((

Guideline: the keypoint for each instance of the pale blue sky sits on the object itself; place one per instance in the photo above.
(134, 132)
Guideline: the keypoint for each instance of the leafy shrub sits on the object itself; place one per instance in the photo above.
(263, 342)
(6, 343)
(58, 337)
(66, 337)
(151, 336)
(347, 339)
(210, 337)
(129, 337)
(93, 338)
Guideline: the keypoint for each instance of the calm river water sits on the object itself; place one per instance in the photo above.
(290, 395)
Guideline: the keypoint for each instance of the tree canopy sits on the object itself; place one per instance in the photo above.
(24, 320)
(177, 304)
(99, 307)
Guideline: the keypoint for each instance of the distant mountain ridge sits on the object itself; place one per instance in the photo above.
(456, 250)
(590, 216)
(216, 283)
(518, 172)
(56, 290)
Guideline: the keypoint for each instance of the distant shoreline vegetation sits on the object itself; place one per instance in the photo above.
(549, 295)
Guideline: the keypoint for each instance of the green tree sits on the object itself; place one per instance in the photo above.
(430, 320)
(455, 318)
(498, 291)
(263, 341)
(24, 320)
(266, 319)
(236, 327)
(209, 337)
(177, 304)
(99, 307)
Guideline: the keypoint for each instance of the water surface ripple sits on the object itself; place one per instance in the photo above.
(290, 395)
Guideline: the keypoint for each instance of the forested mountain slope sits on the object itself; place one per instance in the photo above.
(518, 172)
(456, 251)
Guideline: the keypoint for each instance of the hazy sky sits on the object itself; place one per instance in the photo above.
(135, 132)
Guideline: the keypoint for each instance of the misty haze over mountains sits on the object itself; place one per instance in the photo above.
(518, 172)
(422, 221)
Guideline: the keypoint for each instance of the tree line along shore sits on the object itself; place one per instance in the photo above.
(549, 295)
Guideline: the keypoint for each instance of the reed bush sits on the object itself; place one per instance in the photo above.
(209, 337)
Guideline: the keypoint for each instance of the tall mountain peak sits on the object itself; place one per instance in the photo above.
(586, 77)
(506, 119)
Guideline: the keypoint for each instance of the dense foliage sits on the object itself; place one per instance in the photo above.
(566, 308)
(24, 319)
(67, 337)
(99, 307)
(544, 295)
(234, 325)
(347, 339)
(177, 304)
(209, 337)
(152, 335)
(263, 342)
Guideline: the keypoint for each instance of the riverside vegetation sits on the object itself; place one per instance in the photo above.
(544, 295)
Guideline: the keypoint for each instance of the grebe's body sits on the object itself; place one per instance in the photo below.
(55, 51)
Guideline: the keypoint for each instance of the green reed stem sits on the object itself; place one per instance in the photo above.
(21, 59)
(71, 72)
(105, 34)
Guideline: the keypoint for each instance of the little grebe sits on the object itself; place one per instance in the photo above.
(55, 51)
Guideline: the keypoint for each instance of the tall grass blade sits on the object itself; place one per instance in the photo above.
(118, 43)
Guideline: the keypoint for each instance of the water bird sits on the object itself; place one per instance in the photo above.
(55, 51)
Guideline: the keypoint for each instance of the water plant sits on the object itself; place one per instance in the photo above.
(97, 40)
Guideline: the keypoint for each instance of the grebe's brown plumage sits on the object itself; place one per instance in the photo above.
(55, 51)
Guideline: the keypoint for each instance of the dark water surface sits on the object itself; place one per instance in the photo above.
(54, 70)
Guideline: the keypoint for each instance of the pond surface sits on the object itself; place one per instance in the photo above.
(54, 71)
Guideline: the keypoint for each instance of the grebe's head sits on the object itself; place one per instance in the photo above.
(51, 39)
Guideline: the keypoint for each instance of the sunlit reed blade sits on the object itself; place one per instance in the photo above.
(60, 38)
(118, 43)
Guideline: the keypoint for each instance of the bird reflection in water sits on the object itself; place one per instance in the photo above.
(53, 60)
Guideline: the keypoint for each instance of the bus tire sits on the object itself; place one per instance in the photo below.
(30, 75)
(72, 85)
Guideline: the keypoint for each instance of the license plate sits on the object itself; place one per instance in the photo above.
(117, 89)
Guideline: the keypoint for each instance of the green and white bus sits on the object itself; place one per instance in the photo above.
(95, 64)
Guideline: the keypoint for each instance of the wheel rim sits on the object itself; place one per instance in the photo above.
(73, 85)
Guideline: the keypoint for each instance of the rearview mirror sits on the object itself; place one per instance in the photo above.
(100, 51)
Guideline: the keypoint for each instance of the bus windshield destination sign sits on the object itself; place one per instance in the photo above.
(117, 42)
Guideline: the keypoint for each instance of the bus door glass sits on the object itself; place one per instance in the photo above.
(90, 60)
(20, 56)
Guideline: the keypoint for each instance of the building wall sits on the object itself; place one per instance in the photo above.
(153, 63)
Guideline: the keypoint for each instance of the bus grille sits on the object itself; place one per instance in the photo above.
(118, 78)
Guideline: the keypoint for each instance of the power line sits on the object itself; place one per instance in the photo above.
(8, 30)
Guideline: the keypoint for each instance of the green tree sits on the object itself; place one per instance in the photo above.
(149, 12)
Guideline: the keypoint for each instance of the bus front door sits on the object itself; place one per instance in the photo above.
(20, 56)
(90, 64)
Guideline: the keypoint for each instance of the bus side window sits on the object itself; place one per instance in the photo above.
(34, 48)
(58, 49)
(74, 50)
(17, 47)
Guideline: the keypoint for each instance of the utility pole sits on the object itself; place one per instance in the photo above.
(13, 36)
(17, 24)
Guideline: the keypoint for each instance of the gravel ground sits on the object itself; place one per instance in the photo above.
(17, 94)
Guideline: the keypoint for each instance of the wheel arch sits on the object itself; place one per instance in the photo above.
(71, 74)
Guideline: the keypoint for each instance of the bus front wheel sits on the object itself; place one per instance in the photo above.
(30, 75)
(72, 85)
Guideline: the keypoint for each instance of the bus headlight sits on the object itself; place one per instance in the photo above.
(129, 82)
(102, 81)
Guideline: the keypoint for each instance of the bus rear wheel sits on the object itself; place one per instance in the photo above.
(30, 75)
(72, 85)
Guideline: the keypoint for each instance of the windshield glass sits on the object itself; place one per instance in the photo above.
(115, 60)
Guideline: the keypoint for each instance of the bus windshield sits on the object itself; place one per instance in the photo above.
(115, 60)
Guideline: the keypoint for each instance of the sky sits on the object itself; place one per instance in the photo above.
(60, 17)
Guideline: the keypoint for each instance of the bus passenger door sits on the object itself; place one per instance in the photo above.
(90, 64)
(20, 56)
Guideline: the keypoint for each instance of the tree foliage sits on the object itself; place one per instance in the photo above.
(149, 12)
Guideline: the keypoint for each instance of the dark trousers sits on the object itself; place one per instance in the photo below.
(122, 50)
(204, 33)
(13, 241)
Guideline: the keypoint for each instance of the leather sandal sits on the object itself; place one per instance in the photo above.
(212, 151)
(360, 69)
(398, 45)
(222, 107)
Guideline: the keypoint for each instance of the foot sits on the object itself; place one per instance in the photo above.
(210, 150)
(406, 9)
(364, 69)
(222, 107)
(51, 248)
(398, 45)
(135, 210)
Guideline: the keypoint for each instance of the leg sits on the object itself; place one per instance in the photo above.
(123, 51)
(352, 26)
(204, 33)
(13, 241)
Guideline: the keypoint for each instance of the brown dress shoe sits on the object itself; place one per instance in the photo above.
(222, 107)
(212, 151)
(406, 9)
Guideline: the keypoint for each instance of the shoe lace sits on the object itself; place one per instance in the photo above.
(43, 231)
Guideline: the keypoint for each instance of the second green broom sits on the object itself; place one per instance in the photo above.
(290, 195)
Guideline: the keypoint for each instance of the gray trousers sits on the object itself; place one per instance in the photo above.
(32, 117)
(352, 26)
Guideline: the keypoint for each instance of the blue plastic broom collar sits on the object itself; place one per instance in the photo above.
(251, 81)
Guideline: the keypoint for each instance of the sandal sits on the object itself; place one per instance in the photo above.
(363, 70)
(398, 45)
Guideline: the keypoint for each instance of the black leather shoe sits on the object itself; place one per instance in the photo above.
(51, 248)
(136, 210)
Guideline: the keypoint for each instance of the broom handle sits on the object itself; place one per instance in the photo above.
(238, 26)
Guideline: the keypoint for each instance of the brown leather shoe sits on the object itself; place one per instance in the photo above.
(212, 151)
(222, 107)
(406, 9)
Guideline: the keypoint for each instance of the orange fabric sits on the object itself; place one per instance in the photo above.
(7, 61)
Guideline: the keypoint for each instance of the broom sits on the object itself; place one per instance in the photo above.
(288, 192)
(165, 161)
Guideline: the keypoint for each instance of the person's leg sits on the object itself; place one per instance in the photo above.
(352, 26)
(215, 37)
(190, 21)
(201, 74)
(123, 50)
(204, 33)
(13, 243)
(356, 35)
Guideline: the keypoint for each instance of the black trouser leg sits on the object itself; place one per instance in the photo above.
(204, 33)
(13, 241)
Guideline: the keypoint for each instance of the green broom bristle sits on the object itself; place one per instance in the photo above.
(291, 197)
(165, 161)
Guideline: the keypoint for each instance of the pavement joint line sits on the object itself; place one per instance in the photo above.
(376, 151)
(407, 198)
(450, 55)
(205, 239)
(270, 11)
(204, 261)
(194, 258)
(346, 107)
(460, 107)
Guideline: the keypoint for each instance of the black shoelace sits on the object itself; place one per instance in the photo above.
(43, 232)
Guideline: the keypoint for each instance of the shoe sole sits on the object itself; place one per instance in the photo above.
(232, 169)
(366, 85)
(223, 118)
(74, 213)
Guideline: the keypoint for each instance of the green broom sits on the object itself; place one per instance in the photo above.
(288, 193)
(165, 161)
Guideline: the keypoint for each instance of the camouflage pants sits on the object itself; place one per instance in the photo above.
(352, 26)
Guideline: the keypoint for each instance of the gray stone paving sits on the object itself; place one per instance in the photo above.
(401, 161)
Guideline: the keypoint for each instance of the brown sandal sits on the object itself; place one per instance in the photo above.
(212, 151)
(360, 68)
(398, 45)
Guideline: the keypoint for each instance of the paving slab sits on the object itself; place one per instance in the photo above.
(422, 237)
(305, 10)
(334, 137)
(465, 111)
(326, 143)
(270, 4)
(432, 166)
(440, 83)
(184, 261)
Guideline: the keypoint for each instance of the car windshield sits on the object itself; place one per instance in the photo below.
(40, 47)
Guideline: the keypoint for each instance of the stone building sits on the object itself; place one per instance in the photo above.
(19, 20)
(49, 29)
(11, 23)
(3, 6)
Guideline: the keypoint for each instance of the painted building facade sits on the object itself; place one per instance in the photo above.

))

- Problem to solve -
Output only the lines from the one holding "Guideline: the keypoint for each instance of the shoe sole" through the last line above, exactly as they appear.

- Output of the exercise -
Guideline: the keypoint for each instance of the shoe sole sits on the object itself; place one per instance in the photo above.
(232, 169)
(366, 85)
(223, 118)
(74, 213)
Guideline: the keypoint for each instance of the green broom sits on the object itself; place one per instance in the photo above.
(288, 193)
(165, 161)
Guideline: the keypoint for each instance of the camouflage pants sits on the object itself; place one per instance in the photo above.
(352, 26)
Guideline: the keypoint for each instance of the gray stone paving sits on the object itself; place one per instance in the photo above.
(401, 161)
Guideline: the keypoint for each instance of the brown sandal sits on the object itself; place one per instance in the photo above.
(212, 151)
(360, 68)
(398, 45)
Guideline: the keypoint for each instance of the paving slab sits on the object itself; place one per instance in the photo above.
(422, 237)
(305, 10)
(334, 137)
(465, 111)
(326, 143)
(270, 4)
(432, 166)
(440, 83)
(184, 261)
Guideline: the keypoint for each instance of the car windshield sits on the object itself; place one per instance in the photo below.
(40, 47)
Guideline: the keypoint for each instance of the stone building sits on the object itself; place one per instance in the photo above.
(19, 20)
(49, 29)
(11, 23)
(3, 6)
Guideline: the keypoint for each instance of the painted building facade sits on the object itself; place one per instance in the photo above.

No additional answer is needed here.